_TEXTE DE LA PAGE_

<<<<

Le fou ou dilettante est peut-être, finalement, plus sage que le philosophe ou le scientifique qui fige le réel dans des concepts, car, peut-être ce réel n’est-il pas… Giacommo Léopardi semble penser ainsi : « Tout est folie dans ce monde, sauf de faire le fou. Tout est digne de rire, sauf de se rire de tout. Tout est vanité, sauf les belles illusions et les délicieuses frivolités. » (17 décembre 1823, 3990)[12] Si la vie est un songe, donc autant rêver pour de bon : le rêve (ou la foi, ou la folie) est ce qui s’accorde le mieux avec la nature évanescente de notre existence, tandis que la raison scientifique crucifie l’existence dans un sérieux et une gravité qui ne sont pas de mise avec la vanité de l’existence (d’où la référence de Unamuno à L’Ecclésiaste). La vie est songe ou apparence ainsi que l’exprime la philosophie indienne et, à sa suite, Schopenhauer. Tout est apparence. De quoi ? De Rien, à condition de ne pas hypostasier ce Rien… et ce Rien peut prendre toutes les couleurs de notre imagination… Le propos de Unamuno est en quelque sorte un « décalque » de l’Ecclésiaste : livre de paradoxes, où un pessimisme extrême et inégalé règne en maître qui contraste avec une croyance en la providence. Rien ne sert à rien et même dire ceci est encore vain. Pourtant, si même la sagesse est inutile, que reste-t-il à l’homme ? Vivre comme une bête, dans le bien-être présent ? Alors pourquoi ce sentiment tragique, puisque le rien devrait apaiser ? Peut-on croire en rien ? Est-ce à cela que croit Don Quichotte ? « Le monde veut être trompé – mundus vult decipi - ou par la tromperie d’avant la raison, qui est la poésie, ou avec la tromperie d’après la raison qui est la religion. »[13]
Don Quichotte est le symbole de la croyance en la finalité humaine de l’univers et en l’immortalité de l’âme. «L’homme ne se contentait pas du rationnel (…) il voulait donner une finalité absolue à la vie, car ce que j’appelle la finalité finale est le véritable οντως ον. Et la fameuse "maladie du siècle", qui s’annonce déjà dans Rousseau, et qu’accuse plus clairement que personne l’Obermann de Senancour, n’était et n’est pas autre chose que la perte de la foi en l’immortalité de l’âme, en la finalité humaine de l’Univers.[14] Le philosophe professionnel et le dilettante, l’un ou l’autre, pas moyen d’échapper à cette dichotomie. Le premier est celui qui pense sans vivre, le second celui qui vit sans penser, ou plutôt qui vit sans essayer de totaliser son existence dans un système. Le premier ne s’intéresse qu’au squelette, le second à la chair douloureuse. Si, ainsi que l’affirme notre auteur, «La vérité n’est pas ce qui nous fait penser, mais ce qui nous fait vivre.», il faut comprendre, à la suite de Shakespeare et de Calderon que « La vie est un songe »[15] et qu’il convient de « Rêver peut-être »[16].

>>>>

_POINT À TRAITER 1_
D'après le texte sur Unamuno et Don Quichotte, de quoi Don Quichotte est-il le symbole ?
_POINT À TRAITER 2_
Expliquez, en vous appuyant sur le texte sur Unamuno et Don Quichotte, pourquoi le rêve y est jugé plus approprié à l'existence que la raison scientifique.
_POINT À TRAITER 3_
Reprenez le texte sur Unamuno et Don Quichotte à la suite de sa dernière phrase et poursuivez-le.

(Entrées tirées d'une collection)
<<<<

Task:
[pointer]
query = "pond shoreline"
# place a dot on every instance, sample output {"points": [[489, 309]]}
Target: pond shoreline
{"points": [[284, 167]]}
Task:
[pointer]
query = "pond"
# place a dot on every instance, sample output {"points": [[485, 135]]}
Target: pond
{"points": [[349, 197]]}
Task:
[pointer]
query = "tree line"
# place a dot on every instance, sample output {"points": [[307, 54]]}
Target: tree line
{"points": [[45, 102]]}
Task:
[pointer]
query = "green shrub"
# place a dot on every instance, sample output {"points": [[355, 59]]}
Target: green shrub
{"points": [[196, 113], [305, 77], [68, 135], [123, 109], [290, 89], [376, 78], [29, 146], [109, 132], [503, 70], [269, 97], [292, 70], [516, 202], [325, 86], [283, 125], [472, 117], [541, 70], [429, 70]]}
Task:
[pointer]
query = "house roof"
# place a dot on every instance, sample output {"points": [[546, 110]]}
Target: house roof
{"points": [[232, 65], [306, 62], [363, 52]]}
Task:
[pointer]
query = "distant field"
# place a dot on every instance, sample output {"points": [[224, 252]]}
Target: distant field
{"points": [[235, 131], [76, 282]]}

>>>>

_RÉPONSE 1_
De la croyance en la finalité humaine de l'univers et en l'immortalité de l'âme.

_RÉPONSE 2_
Le rêve, comme la foi ou la folie, s'accorde le mieux avec la nature évanescente de notre existence. La raison scientifique, au contraire, crucifie l'existence dans un sérieux et une gravité qui ne conviennent pas à la vanité de l'existence.

_RÉPONSE 3_
[1] Gabriel Marcel, Pour une sagesse tragique et son au-delà, Ed. Plon, Paris, 1968, p. 300.
[2] « Il n’y a que deux attitudes légitimes dans la vie : le dilettantisme ou le vedânta. » (Cioran, Cahiers, p. 307)
[3] Don Quichotte de la Manche, Ed. du Valois, trad. Louis Viardot, Villeneuve-Saint-Georges, 1951, p. 612.
[4] Ibidem, p. 614 : épitaphe de Don Quichotte.
[5] Ibidem, p. 613.
[6] Evangile selon Saint Matthieu, chap. 27.
[7]pp. 301-302.
[10]Marcel (Gabriel), Essai de philosophie concrète, Ed. Gallimard, Coll. Folio, Paris, 1999, p. 98.
[11]Guizot, Dictionnaire des synonymes
[13] p. 303.
[15]Calderon (Pedro), La vie est un songe, Ed. Babel, Coll. Répliques, Paris, 1997
[16]Pièce de Jean-Claude Grumberg, dont le titre est extrait du monologue de Hamlet de Shakespeare.